Records on locating named things:
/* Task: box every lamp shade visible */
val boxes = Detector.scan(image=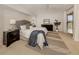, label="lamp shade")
[10,19,16,24]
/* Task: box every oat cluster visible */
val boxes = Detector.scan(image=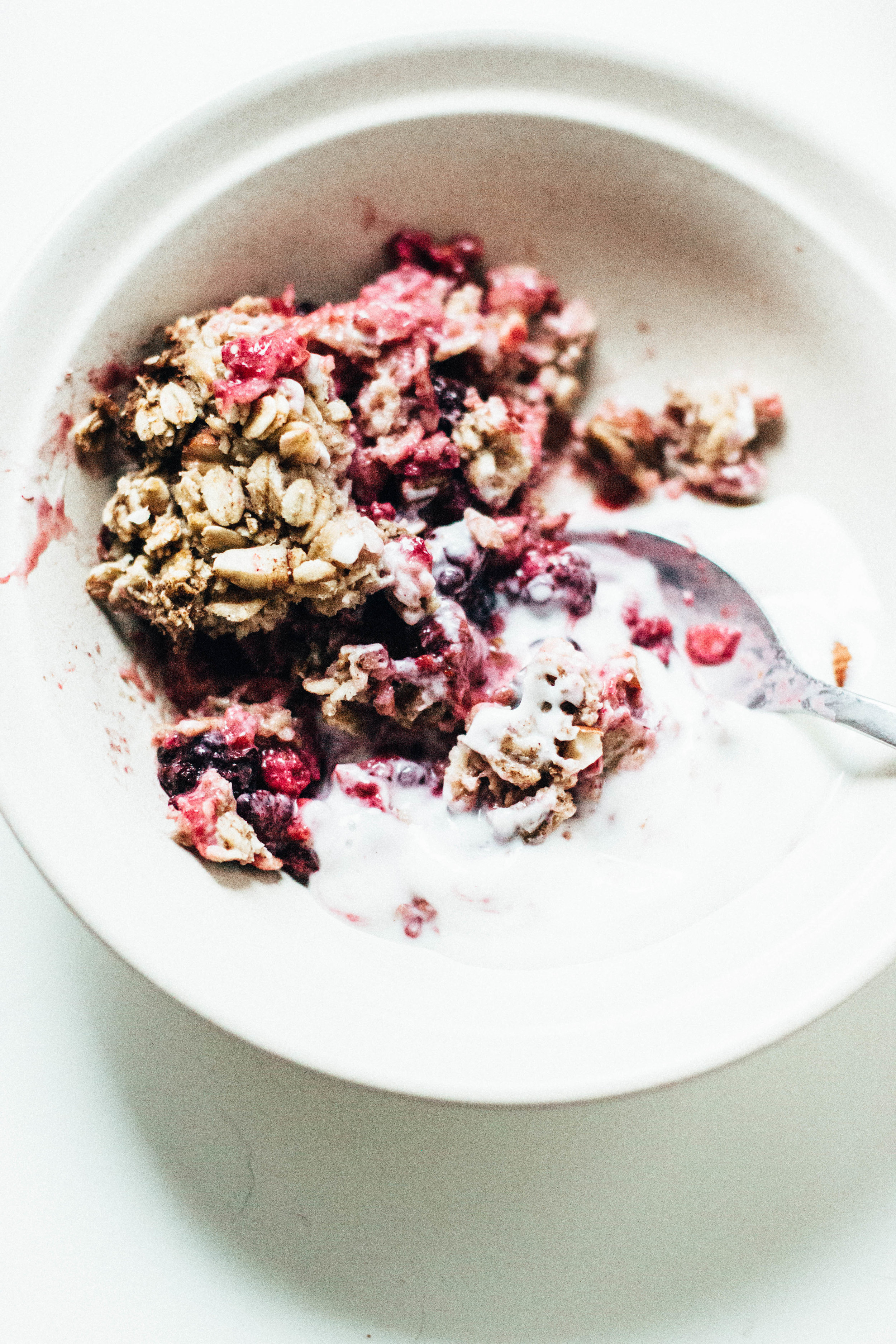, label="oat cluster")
[583,383,783,503]
[445,638,653,844]
[75,231,781,876]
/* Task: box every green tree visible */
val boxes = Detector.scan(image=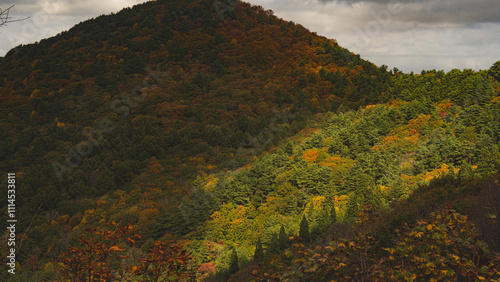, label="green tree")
[278,224,288,251]
[229,248,240,274]
[253,238,264,262]
[299,215,311,242]
[488,61,500,82]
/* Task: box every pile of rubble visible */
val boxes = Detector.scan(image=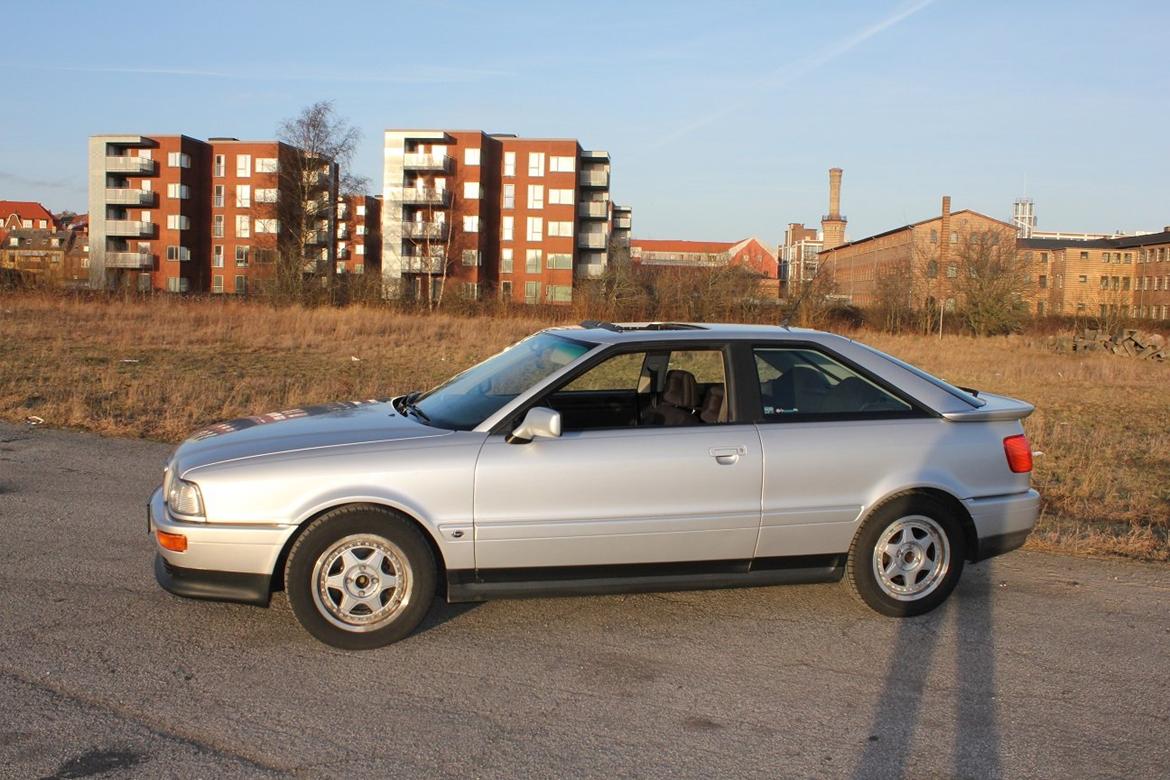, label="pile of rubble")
[1072,327,1170,360]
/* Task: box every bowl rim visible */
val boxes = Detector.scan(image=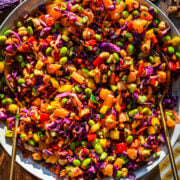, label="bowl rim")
[0,0,180,180]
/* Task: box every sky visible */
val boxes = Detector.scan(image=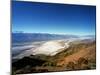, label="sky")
[12,1,96,35]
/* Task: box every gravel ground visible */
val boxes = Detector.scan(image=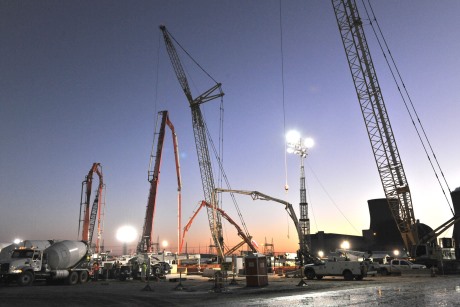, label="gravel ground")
[0,274,460,307]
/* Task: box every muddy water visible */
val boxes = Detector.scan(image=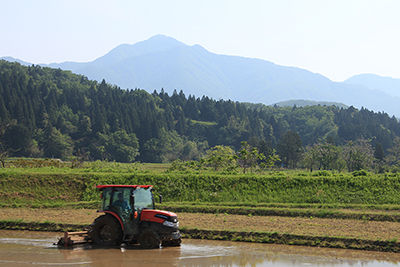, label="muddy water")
[0,230,400,267]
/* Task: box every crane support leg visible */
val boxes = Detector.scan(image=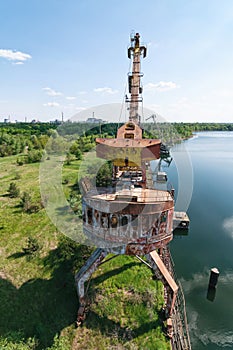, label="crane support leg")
[75,248,108,326]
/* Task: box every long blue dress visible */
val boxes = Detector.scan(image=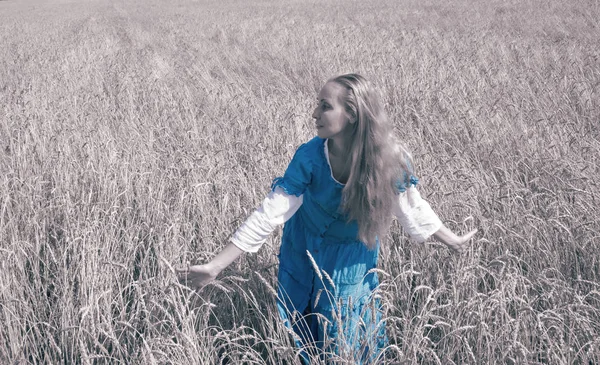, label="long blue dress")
[271,137,416,364]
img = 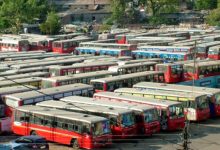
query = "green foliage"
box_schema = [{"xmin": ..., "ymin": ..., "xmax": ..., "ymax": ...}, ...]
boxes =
[
  {"xmin": 195, "ymin": 0, "xmax": 217, "ymax": 10},
  {"xmin": 0, "ymin": 0, "xmax": 49, "ymax": 33},
  {"xmin": 40, "ymin": 12, "xmax": 61, "ymax": 35},
  {"xmin": 205, "ymin": 8, "xmax": 220, "ymax": 26}
]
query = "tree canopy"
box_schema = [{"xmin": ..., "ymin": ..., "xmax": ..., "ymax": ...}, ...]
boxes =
[{"xmin": 0, "ymin": 0, "xmax": 53, "ymax": 33}]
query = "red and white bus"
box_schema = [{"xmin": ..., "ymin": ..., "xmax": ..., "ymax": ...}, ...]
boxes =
[
  {"xmin": 3, "ymin": 83, "xmax": 93, "ymax": 117},
  {"xmin": 115, "ymin": 88, "xmax": 210, "ymax": 121},
  {"xmin": 37, "ymin": 97, "xmax": 137, "ymax": 139},
  {"xmin": 61, "ymin": 96, "xmax": 160, "ymax": 135},
  {"xmin": 52, "ymin": 37, "xmax": 91, "ymax": 53},
  {"xmin": 12, "ymin": 106, "xmax": 112, "ymax": 149},
  {"xmin": 49, "ymin": 61, "xmax": 117, "ymax": 77},
  {"xmin": 156, "ymin": 59, "xmax": 209, "ymax": 83},
  {"xmin": 134, "ymin": 82, "xmax": 220, "ymax": 117},
  {"xmin": 91, "ymin": 71, "xmax": 164, "ymax": 92},
  {"xmin": 208, "ymin": 46, "xmax": 220, "ymax": 60},
  {"xmin": 79, "ymin": 42, "xmax": 137, "ymax": 51},
  {"xmin": 11, "ymin": 58, "xmax": 84, "ymax": 69},
  {"xmin": 183, "ymin": 60, "xmax": 220, "ymax": 81},
  {"xmin": 0, "ymin": 37, "xmax": 30, "ymax": 52},
  {"xmin": 41, "ymin": 70, "xmax": 116, "ymax": 88},
  {"xmin": 108, "ymin": 61, "xmax": 157, "ymax": 75},
  {"xmin": 93, "ymin": 92, "xmax": 185, "ymax": 131}
]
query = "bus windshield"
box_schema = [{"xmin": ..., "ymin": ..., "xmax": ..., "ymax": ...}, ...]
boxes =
[
  {"xmin": 121, "ymin": 113, "xmax": 135, "ymax": 127},
  {"xmin": 144, "ymin": 109, "xmax": 159, "ymax": 123},
  {"xmin": 169, "ymin": 105, "xmax": 184, "ymax": 119},
  {"xmin": 215, "ymin": 93, "xmax": 220, "ymax": 105},
  {"xmin": 92, "ymin": 120, "xmax": 110, "ymax": 136},
  {"xmin": 196, "ymin": 96, "xmax": 209, "ymax": 109}
]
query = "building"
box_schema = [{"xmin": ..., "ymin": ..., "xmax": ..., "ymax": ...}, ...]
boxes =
[{"xmin": 51, "ymin": 0, "xmax": 111, "ymax": 24}]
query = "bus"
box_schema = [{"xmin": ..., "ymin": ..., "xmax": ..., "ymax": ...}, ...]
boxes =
[
  {"xmin": 115, "ymin": 88, "xmax": 210, "ymax": 121},
  {"xmin": 60, "ymin": 96, "xmax": 160, "ymax": 136},
  {"xmin": 156, "ymin": 59, "xmax": 209, "ymax": 83},
  {"xmin": 134, "ymin": 82, "xmax": 220, "ymax": 116},
  {"xmin": 36, "ymin": 100, "xmax": 137, "ymax": 139},
  {"xmin": 52, "ymin": 37, "xmax": 91, "ymax": 53},
  {"xmin": 117, "ymin": 58, "xmax": 163, "ymax": 66},
  {"xmin": 93, "ymin": 92, "xmax": 185, "ymax": 131},
  {"xmin": 41, "ymin": 70, "xmax": 116, "ymax": 88},
  {"xmin": 90, "ymin": 71, "xmax": 164, "ymax": 92},
  {"xmin": 208, "ymin": 46, "xmax": 220, "ymax": 60},
  {"xmin": 79, "ymin": 42, "xmax": 137, "ymax": 51},
  {"xmin": 158, "ymin": 31, "xmax": 190, "ymax": 39},
  {"xmin": 0, "ymin": 72, "xmax": 49, "ymax": 81},
  {"xmin": 0, "ymin": 76, "xmax": 42, "ymax": 88},
  {"xmin": 183, "ymin": 60, "xmax": 220, "ymax": 81},
  {"xmin": 0, "ymin": 37, "xmax": 30, "ymax": 52},
  {"xmin": 131, "ymin": 50, "xmax": 194, "ymax": 61},
  {"xmin": 196, "ymin": 41, "xmax": 220, "ymax": 56},
  {"xmin": 11, "ymin": 58, "xmax": 83, "ymax": 69},
  {"xmin": 76, "ymin": 47, "xmax": 131, "ymax": 57},
  {"xmin": 3, "ymin": 83, "xmax": 93, "ymax": 117},
  {"xmin": 108, "ymin": 61, "xmax": 157, "ymax": 75},
  {"xmin": 49, "ymin": 61, "xmax": 117, "ymax": 77},
  {"xmin": 12, "ymin": 106, "xmax": 112, "ymax": 149}
]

What to work on: From the records above, pick out and copy every line that contains the string "query". Case counts.

The solution:
query = "green foliage"
query = "tree canopy"
query = "red and white bus"
query = "bus windshield"
query = "building"
query = "bus"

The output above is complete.